However, I think it’s the wrong question. Maybe it’s the right question from her point of view—growing up in the South, coming from an evangelical background—but for those of us coming from the mainline, it’s the wrong question for us to ask.  Because Millennials, like many Gen Xers before them, haven’t been in the church to begin with.

I’m one of those stuck-in-the-middle generations, on the late end of Gen X, but if you ask my husband who is five years old than me, especially when we reference music tastes of the 80’s and 90’s he sees me as more Millennial than Gen X, whereas people a few years younger than me see me as Gen X and not Millennial. Us late 70’s babies are caught in the gap, but we have experienced what has happened in both generations to some degree.

Most of us in the gap have parents who are Boomers or late-Boomers. Other Gen Xers parents were from the Silent Generation or early Boomers. While we don’t all stick with our generation typecasting, people who grew up in the Silent Generation and Early Boomers still went to church on a regular basis and raised their kids to do so.  During the Depression and WWII, church was the refuge for the poor and the place to pray during the ultimate crisis of war.  The church had a prominent role in people’s lives because there was nowhere else to go. People who grew up in those years turned around and raised their children in the church. Church was steadfast. When the world didn’t make sense, the church made sense of the world. Church was the center of hope.  The Silent Generation that suffered together during the Depression and sacrificed together during WWII was loyal to the church that had remained.

But the Boomers grew up without that connection to the suffering and sacrifice, without the recognition of the church as a beacon of hope and steadfastness in a time of utter turmoil and hopelessness of the Depression and the War. Church was something they had to do because their parents raised them in it. Church became the place of conformity, of rigidity, of unchanging in a changing world. In fact, many of the reasons shared in Evans’ piece of why Millennial are leaving remind me of what I have heard from those growing up in the 60’s in mainline, mostly white churches in the U.S., perhaps only to a slightly lesser degree. The church of my grandfather that had been a place of hope and encouragement and where people banded together to know they weren’t alone in life’s struggles, was a place of stifling conformity for my mother and her generation.

And what I know of many of my peers, us late-GenXers and into the Millennial, is that our parents decided not to raise us in church (my mother changed her mind when I was nine and brought us back to the church). Our parents decided they didn’t want to force on us what they felt was forced on them. Our parents wanted to give us the freedom to choose, and in doing so, we opted out. But we were never really given the option of staying in because, except for Christmas and Easter and maybe other special occasions, we never went. Or, if our parents had a better relationship with the church when they were growing up, we were given the option upon our baptism or confirmation. So ironically, we would make our statement of faith in the church and then never return.  The option of staying was never really taken serious enough by our parents to begin with.

• EXERCISE 1: Transcribe the passage from the essay on generations and the church, starting at "However, I think" and ending at "to some degree.".

• STORED DATA:
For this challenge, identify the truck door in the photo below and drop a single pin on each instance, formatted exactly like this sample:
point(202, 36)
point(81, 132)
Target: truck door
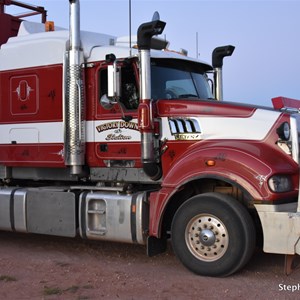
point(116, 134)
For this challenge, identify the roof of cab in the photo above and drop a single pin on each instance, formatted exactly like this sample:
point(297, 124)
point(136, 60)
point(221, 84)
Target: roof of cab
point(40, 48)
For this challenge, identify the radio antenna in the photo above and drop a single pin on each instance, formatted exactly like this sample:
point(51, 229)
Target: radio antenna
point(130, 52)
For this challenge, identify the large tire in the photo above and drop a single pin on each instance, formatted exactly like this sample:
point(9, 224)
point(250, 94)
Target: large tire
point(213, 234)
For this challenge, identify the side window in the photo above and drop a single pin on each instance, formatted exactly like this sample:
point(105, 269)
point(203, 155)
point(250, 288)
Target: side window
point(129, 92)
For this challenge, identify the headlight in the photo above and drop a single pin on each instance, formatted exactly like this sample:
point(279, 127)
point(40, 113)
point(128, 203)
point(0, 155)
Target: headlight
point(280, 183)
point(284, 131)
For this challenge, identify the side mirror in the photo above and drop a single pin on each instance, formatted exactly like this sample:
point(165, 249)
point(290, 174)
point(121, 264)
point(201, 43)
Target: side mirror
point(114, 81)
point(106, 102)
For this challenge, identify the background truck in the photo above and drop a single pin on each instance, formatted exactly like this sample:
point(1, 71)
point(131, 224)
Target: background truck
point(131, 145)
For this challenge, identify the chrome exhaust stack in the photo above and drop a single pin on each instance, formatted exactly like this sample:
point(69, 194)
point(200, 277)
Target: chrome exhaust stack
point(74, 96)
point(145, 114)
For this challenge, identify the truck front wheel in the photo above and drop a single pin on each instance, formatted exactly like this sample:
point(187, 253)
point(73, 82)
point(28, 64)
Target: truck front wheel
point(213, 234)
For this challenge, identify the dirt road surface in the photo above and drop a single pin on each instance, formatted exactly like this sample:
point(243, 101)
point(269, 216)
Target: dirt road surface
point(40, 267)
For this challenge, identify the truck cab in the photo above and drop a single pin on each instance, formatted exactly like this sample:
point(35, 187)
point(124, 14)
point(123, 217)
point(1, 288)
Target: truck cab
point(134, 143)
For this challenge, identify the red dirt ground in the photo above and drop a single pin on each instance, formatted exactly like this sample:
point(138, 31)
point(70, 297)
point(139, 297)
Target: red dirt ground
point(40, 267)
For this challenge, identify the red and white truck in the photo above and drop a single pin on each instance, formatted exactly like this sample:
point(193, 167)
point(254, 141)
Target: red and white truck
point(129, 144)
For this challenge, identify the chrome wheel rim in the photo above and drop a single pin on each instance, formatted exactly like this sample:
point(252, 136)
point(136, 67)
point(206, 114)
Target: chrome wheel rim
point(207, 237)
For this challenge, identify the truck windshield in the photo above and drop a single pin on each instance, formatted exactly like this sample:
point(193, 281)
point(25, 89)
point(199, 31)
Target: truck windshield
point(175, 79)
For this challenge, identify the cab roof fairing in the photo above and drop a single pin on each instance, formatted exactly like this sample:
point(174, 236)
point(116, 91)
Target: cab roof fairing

• EXERCISE 2: Restate word for word the lines of the entries, starting at the line that contains "For this challenge, identify the dirt" and ending at the line that contains "point(134, 143)", with both of those lines included.

• WRITTEN RESPONSE 1:
However, I think it’s the wrong question. Maybe it’s the right question from her point of view—growing up in the South, coming from an evangelical background—but for those of us coming from the mainline, it’s the wrong question for us to ask.  Because Millennials, like many Gen Xers before them, haven’t been in the church to begin with.

I’m one of those stuck-in-the-middle generations, on the late end of Gen X, but if you ask my husband who is five years old than me, especially when we reference music tastes of the 80’s and 90’s he sees me as more Millennial than Gen X, whereas people a few years younger than me see me as Gen X and not Millennial. Us late 70’s babies are caught in the gap, but we have experienced what has happened in both generations to some degree.

• WRITTEN RESPONSE 2:
For this challenge, identify the dirt road surface in the photo above and drop a single pin on each instance, formatted exactly like this sample:
point(243, 101)
point(269, 216)
Target: dirt road surface
point(40, 267)
For this challenge, identify the truck cab in the photo above and drop a single pin on each instance, formatted exactly like this sample:
point(35, 187)
point(124, 14)
point(123, 217)
point(1, 288)
Target: truck cab
point(134, 143)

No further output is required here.